(Location identification entries)
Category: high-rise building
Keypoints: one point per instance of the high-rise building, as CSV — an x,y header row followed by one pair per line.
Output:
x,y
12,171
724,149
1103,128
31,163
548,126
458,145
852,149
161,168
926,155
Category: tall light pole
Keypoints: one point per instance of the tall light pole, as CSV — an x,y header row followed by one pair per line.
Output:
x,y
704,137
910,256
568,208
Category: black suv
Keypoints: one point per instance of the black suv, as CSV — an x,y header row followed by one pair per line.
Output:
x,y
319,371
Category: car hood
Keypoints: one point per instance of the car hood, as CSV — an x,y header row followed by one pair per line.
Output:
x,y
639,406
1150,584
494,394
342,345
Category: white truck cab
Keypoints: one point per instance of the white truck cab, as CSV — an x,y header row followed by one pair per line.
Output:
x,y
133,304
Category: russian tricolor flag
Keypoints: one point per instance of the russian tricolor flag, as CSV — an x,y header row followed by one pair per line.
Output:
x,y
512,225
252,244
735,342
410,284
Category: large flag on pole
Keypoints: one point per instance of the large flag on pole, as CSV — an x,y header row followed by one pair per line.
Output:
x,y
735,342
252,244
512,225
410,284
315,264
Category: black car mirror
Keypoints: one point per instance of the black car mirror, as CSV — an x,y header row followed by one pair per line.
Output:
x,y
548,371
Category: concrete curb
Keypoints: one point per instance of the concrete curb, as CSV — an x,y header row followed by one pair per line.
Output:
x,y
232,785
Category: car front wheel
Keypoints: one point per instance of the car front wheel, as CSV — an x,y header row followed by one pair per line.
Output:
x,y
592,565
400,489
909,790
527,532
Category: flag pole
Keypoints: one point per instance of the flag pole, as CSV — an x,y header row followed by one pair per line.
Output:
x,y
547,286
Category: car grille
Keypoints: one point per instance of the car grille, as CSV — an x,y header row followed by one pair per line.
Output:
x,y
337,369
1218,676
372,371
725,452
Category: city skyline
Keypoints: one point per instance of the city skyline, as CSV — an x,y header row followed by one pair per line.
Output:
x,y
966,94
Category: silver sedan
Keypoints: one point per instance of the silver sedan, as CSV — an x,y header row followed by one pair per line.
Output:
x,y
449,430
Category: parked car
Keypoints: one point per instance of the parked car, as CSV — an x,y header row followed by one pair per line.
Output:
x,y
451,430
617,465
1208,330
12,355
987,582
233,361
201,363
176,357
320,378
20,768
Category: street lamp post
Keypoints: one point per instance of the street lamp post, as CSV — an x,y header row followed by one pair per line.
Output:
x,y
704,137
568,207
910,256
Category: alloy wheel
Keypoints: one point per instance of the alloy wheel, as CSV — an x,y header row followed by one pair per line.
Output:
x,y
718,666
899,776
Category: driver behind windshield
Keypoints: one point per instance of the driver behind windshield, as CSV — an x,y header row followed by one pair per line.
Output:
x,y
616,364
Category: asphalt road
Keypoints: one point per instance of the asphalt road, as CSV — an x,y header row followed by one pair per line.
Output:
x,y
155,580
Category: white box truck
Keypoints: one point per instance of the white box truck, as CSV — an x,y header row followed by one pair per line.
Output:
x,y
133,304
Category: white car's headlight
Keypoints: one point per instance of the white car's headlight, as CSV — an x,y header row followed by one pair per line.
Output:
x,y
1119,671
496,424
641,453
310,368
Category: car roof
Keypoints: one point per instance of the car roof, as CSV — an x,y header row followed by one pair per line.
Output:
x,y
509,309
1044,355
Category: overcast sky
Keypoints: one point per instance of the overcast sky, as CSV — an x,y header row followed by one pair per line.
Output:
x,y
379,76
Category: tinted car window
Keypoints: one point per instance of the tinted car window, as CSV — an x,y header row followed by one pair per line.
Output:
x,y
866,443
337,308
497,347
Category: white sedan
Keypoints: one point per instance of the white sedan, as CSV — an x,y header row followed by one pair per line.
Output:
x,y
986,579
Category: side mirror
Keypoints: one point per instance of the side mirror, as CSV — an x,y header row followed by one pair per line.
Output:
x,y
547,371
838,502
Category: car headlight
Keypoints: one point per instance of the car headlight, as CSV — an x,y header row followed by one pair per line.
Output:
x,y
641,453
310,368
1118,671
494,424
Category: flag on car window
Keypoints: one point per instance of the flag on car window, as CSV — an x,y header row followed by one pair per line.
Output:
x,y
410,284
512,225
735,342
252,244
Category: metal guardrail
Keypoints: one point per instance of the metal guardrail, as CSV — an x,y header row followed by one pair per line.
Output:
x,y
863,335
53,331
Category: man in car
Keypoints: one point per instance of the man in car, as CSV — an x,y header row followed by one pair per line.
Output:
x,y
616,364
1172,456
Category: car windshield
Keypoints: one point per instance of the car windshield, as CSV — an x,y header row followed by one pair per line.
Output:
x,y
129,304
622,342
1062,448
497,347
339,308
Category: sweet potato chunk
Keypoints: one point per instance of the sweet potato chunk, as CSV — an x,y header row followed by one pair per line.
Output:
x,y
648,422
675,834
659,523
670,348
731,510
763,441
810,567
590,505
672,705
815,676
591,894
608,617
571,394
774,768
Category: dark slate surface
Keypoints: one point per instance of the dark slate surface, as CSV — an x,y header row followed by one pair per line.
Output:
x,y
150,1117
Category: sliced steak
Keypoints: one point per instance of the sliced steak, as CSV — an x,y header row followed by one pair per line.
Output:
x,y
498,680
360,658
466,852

WHAT IS EXPECTED:
Retype all of the entries above line for line, keeping every character unchanged.

ANSWER BELOW:
Category: high-rise building
Keypoints: one point per instance of the high-rise building, as CSV — an x,y header row followed by one pair per line.
Output:
x,y
12,171
724,149
1103,128
31,163
548,126
458,145
852,149
161,168
926,155
Category: tall light pole
Keypoints: one point per instance of the tall light pole, as CSV — an x,y header row followed by one pair per line.
Output:
x,y
704,137
910,256
568,208
Category: black suv
Keypoints: one point per instance of the black suv, as CSV — an x,y header row followed by one pair per line.
Output:
x,y
319,371
Category: car hood
Keypoints: one point per instance of the car hood, as CSV — an x,y header row followed by one pair per line.
Output:
x,y
639,406
1150,584
494,394
342,345
Category: white truck cab
Keypoints: one point per instance of the white truck cab, as CSV — an x,y header row followed by one pair per line.
Output:
x,y
133,304
Category: russian tricolor flag
Keypoints: one point per instance of the russian tricolor flag, as CSV — an x,y header row followed by one pair per line.
Output:
x,y
512,225
252,244
735,342
410,284
Category: large flag on pole
Keypoints: one point per instance of the large flag on pole, as CSV — an x,y header row followed by one pair per line.
Output:
x,y
735,342
252,244
512,225
410,284
315,264
Category: black car mirror
Keypoints: one point per instance of the black car mirror, as CSV — an x,y header row followed by one pair per line.
Output:
x,y
548,371
Category: concrete curb
Keypoints: one point per instance of the concrete curb, as CSV — an x,y header row followed by one pair per line.
Output:
x,y
232,785
Category: car front wheel
Keypoints: one point per instance of the car front wheel, as CSV — an x,y header row followed by one pair per line.
Output:
x,y
592,565
400,489
909,790
527,532
Category: flag pole
Keypoints: one point per instance of the flag pole, as CSV — an x,y header row followed by one pair per line.
Output:
x,y
547,286
Category: car grille
Keypoints: one point per instance of the car grille, as CSV — an x,y header row followed by one pair per line.
Output:
x,y
337,369
1218,676
372,371
725,452
Category: city skyline
Keypoints: one point per instance of the city skyline, as CSV — an x,y header row followed by one pair per line.
Output:
x,y
966,94
Category: silver sedan
Keypoints: one point per instance of the silver sedan, as CSV — an x,y header row followed by one pair per line.
Output:
x,y
449,430
Category: parked car
Keypoints: one point per instance of the parked car, as CSV — an x,y header row followed by one pair per line.
Output:
x,y
451,430
617,465
1208,330
12,355
987,582
233,361
201,363
176,357
320,378
20,768
Category: street lamp post
Keypoints: one point per instance of the street lamp post, as CSV — an x,y header row followed by one pair per line.
Output:
x,y
704,137
568,207
910,256
Category: alloy wheel
Keypoints: one point per instance of the alloy wheel, as CSV — an x,y header row followed by one pair per line.
Output:
x,y
718,666
899,776
Category: driver behind windshield
Keypoints: one point per instance of the driver behind windshield, as CSV — an x,y header row followed by one pair per line.
Output:
x,y
616,364
Category: asphalt road
Keypoints: one point per instance of the asphalt road, as CSV — an x,y header row followed by one pair per line.
Output:
x,y
155,580
Category: white box truck
Keypoints: one point per instance of the white box truck, as CSV — an x,y header row followed by one pair per line.
Output:
x,y
133,304
Category: white car's headlight
Keypoints: one point per instance of the white car's headlight, as CSV — an x,y header row followed by one pair per line.
Output:
x,y
1119,671
496,424
641,453
310,368
Category: car roof
Keypoints: one point per instance of the car roof, as CSV — an x,y header row followed by one pair per line.
Output:
x,y
509,309
1044,355
Category: overcast sky
Keypoints: one point per instance of the overcast sky, as CSV — an x,y header row followed by one pair per line.
Output:
x,y
379,76
Category: tinted car window
Keypoints: one point per instance of the tinted car window, as CSV — an x,y header row followed by one pair per line.
Output:
x,y
866,443
337,308
497,347
Category: white sedan
Keypoints: one point per instance of the white sedan, as CSV — an x,y header row followed by one pair per line.
Output:
x,y
986,579
Category: side mirror
Keypoints: one point per instance of the side mirror, as CSV — an x,y header row followed by one pair per line.
Output:
x,y
547,371
838,502
Category: car headlight
Keypoints: one point per instance of the car headlight, as CSV — an x,y header row followed by one pair per line.
Output:
x,y
641,453
310,368
1118,671
494,424
Category: flag on car window
Keypoints: one point per instance of the flag on car window, as CSV — an x,y header row followed by one pair per line.
Output:
x,y
410,284
512,225
735,342
252,244
Category: metal guardrail
Keypoints: one point per instance of the metal guardrail, as CSV — an x,y header row followed by one pair per line.
Output:
x,y
863,335
53,331
Category: man in car
Keypoints: one point per instance of the man in car, as CSV — an x,y header row followed by one pair per line.
Output:
x,y
616,364
1172,456
Category: car windshield
Keypoints: one point per instance of the car windshield, as CSV — an x,y header row followed by one pair per line.
Output:
x,y
129,304
622,342
1062,448
497,347
339,308
Category: sweet potato chunk
Keypoints: one point per instance of the sweet potato chunk, as CSV — an x,y header row followed by one pair per line.
Output:
x,y
648,422
675,834
659,523
670,348
731,510
763,441
810,567
590,505
672,705
815,676
591,894
608,617
571,394
774,768
Category: dark slate surface
Keypoints: one point per instance of the dark slate surface, as CSV — an x,y header row followed by one pair per line.
Output:
x,y
150,1117
Category: sliced steak
Keypoints: one point per instance of the sliced steak, as CSV — an x,y header row followed by one pair per line.
Output:
x,y
498,680
360,658
466,852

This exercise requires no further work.